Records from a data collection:

__________

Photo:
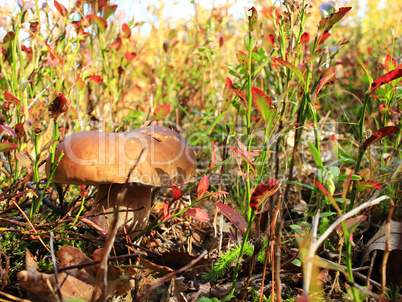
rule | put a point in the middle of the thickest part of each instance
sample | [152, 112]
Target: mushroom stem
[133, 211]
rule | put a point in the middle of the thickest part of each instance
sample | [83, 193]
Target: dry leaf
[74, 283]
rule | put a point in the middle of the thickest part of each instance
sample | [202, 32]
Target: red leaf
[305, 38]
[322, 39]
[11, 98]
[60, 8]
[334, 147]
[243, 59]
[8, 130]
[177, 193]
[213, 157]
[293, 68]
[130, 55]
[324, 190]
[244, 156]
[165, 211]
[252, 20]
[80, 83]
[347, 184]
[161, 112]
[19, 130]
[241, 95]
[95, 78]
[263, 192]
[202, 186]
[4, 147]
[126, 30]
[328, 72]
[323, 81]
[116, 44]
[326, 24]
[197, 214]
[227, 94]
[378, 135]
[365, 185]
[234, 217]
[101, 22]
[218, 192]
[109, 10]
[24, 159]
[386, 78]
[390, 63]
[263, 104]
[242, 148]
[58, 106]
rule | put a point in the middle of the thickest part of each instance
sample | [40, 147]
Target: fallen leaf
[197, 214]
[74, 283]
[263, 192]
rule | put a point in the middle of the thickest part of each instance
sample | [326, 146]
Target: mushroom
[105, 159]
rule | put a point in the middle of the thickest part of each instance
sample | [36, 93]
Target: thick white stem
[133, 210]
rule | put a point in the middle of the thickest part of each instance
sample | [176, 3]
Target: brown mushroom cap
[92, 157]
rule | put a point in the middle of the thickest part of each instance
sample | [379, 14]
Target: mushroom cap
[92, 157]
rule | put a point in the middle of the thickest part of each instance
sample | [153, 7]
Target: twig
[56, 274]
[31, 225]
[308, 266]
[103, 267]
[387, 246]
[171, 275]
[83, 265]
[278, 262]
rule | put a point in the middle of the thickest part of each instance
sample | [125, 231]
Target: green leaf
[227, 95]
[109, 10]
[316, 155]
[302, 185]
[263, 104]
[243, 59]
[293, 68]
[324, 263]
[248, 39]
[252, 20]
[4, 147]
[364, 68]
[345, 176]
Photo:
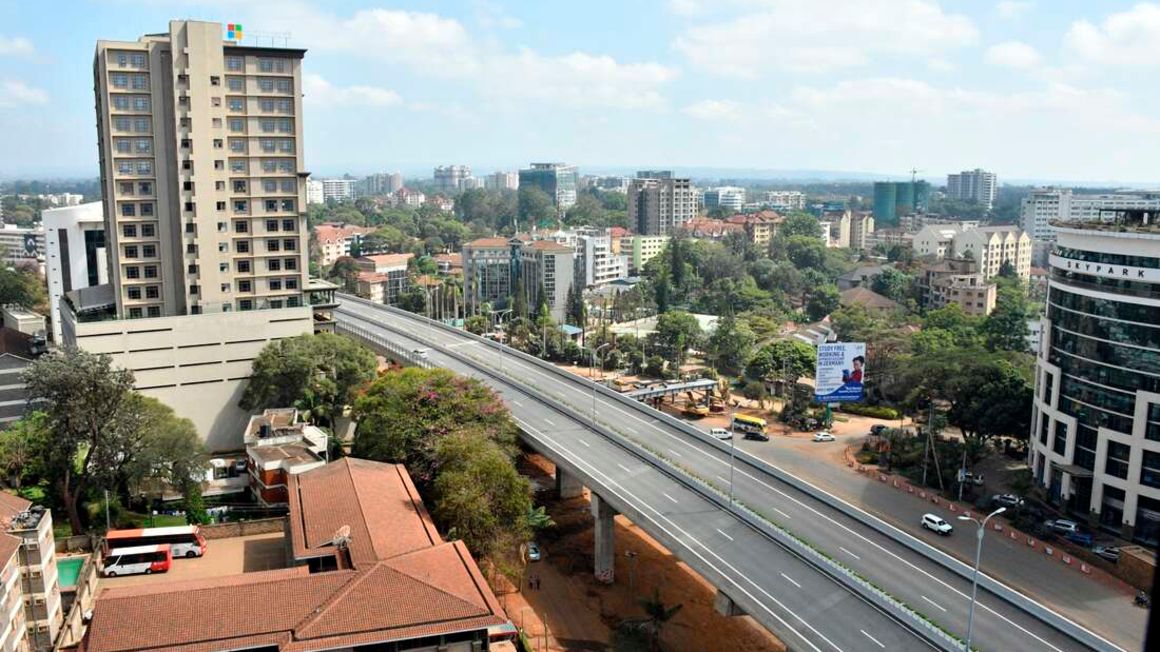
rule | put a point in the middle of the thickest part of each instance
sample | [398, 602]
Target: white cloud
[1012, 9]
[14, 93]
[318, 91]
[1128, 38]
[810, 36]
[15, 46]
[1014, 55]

__________

### DESCRIPTION OF THE TASK:
Report how many lines of the records contain the word "leaf".

### CORRECT OUTPUT:
4